● **Record set**:

□ □ □

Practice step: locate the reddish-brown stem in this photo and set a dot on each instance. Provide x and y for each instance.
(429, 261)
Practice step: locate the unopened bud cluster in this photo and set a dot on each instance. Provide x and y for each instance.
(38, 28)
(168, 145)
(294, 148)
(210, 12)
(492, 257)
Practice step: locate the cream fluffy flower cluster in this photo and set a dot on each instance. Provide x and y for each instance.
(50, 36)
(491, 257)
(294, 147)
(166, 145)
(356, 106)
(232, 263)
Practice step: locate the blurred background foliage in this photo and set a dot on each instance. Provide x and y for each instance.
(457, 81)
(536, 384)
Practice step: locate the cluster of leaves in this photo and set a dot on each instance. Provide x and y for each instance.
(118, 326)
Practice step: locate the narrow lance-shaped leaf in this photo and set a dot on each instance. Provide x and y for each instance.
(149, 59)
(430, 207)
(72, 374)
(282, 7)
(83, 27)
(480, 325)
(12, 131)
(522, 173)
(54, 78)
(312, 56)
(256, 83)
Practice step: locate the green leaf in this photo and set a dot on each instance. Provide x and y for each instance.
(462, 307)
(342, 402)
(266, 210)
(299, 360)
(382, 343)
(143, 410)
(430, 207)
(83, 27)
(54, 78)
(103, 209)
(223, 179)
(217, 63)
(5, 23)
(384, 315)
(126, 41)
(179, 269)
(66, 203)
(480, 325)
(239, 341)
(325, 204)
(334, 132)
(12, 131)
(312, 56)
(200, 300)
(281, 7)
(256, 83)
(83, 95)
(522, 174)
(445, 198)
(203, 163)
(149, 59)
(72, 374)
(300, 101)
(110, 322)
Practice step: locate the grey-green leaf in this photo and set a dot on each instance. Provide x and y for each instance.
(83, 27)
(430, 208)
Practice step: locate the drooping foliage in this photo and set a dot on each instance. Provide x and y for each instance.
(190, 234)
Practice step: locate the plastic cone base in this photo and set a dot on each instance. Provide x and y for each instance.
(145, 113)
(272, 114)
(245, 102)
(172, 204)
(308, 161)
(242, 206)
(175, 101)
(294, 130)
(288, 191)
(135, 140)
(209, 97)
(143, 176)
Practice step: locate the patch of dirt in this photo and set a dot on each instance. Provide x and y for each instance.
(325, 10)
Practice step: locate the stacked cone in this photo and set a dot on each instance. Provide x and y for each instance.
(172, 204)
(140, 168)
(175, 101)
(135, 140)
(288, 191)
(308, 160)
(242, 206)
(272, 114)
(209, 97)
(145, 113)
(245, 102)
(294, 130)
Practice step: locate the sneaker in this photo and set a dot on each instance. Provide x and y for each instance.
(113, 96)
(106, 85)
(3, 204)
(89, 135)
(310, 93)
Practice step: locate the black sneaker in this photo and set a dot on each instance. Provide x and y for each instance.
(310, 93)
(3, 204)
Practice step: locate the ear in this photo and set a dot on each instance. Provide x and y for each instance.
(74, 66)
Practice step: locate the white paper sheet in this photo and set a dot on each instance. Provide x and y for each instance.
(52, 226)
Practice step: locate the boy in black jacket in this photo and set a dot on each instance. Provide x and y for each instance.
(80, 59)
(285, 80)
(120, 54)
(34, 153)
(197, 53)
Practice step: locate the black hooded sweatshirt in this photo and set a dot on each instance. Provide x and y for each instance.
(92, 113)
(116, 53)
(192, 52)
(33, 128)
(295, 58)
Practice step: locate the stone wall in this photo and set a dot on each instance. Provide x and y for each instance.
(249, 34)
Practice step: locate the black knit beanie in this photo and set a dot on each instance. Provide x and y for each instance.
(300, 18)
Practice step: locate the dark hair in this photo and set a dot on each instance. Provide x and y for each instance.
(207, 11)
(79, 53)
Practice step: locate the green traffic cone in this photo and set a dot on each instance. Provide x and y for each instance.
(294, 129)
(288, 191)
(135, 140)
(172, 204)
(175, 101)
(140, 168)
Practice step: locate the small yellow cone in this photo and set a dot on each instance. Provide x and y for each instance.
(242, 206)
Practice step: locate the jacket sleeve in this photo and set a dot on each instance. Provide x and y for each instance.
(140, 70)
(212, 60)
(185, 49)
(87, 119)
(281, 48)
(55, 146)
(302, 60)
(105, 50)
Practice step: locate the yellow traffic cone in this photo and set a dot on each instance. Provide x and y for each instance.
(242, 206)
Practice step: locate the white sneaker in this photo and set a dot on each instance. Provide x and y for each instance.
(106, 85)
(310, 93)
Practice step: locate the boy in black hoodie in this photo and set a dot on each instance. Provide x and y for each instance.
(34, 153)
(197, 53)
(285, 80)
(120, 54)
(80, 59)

□ □ □

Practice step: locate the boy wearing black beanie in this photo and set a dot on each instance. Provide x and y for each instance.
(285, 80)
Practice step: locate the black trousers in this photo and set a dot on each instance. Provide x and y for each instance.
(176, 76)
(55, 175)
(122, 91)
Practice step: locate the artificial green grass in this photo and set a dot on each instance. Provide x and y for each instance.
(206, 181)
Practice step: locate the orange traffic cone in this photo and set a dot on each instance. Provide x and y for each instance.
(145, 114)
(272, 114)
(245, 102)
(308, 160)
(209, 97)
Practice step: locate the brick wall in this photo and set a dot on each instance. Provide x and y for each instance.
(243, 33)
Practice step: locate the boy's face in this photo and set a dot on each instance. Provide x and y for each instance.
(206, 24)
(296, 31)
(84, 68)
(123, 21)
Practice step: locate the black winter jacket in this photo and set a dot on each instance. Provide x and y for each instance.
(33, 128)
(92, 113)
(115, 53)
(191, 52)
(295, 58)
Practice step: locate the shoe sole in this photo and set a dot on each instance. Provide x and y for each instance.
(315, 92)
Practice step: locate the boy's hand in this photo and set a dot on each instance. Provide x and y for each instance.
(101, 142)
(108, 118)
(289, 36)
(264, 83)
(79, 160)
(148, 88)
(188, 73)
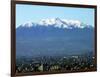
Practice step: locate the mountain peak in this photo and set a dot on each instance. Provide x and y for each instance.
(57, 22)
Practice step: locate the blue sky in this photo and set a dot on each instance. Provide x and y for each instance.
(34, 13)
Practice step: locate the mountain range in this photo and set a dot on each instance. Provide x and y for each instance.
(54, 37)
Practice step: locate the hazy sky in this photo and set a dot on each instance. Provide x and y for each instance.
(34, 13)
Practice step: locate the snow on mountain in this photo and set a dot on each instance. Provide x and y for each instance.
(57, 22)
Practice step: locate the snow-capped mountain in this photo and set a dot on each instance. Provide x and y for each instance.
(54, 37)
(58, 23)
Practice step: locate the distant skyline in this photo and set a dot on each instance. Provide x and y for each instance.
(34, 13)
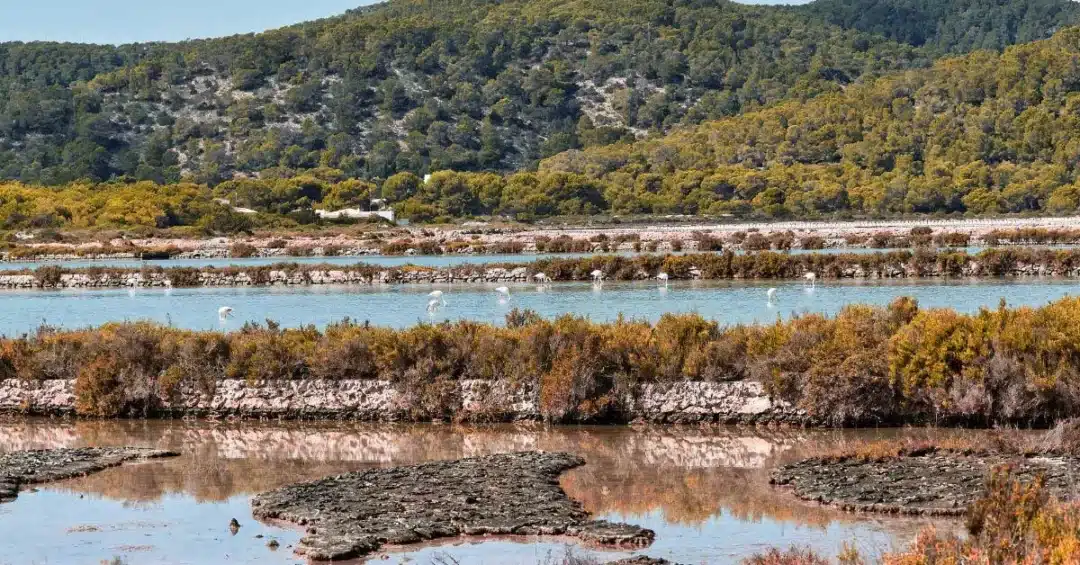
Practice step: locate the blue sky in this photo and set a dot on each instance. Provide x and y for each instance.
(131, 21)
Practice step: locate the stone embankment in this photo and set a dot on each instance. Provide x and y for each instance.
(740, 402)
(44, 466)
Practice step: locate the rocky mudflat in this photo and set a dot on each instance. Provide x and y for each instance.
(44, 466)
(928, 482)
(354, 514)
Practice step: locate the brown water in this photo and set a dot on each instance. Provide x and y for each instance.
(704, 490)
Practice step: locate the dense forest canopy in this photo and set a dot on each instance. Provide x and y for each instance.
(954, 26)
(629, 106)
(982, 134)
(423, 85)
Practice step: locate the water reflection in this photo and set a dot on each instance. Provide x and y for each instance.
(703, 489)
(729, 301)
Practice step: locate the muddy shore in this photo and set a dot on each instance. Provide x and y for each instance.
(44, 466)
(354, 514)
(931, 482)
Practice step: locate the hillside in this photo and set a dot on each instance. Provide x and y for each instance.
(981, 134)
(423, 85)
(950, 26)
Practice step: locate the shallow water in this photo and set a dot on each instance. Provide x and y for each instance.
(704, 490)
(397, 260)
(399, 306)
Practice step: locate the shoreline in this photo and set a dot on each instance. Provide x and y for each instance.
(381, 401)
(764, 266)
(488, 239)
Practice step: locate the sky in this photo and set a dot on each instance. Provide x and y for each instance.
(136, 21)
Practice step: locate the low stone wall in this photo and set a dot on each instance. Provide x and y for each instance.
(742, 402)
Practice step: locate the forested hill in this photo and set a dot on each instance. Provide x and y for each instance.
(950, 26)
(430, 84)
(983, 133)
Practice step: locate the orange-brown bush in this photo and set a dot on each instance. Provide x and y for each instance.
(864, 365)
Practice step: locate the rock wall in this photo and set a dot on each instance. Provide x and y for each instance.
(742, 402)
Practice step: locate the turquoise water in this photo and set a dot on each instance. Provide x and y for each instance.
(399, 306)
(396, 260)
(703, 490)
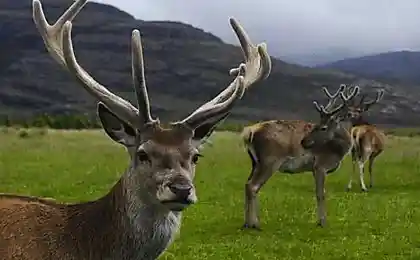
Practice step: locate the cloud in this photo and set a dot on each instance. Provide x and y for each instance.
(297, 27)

□ □ □

● **Exercise details**: Show every line of the data above that contains the word "stone", copying each line in full.

● **Reply**:
Practice step: locate the stone wall in this photo and set a dot on each instance. Provide x and y for each instance.
Practice step: locate the stone embankment in this photo and set a dot on each instance. Provide x and y for each instance.
Practice step: locate the low stone wall in this photo and set a dot on each instance. Provide x and y for each instance.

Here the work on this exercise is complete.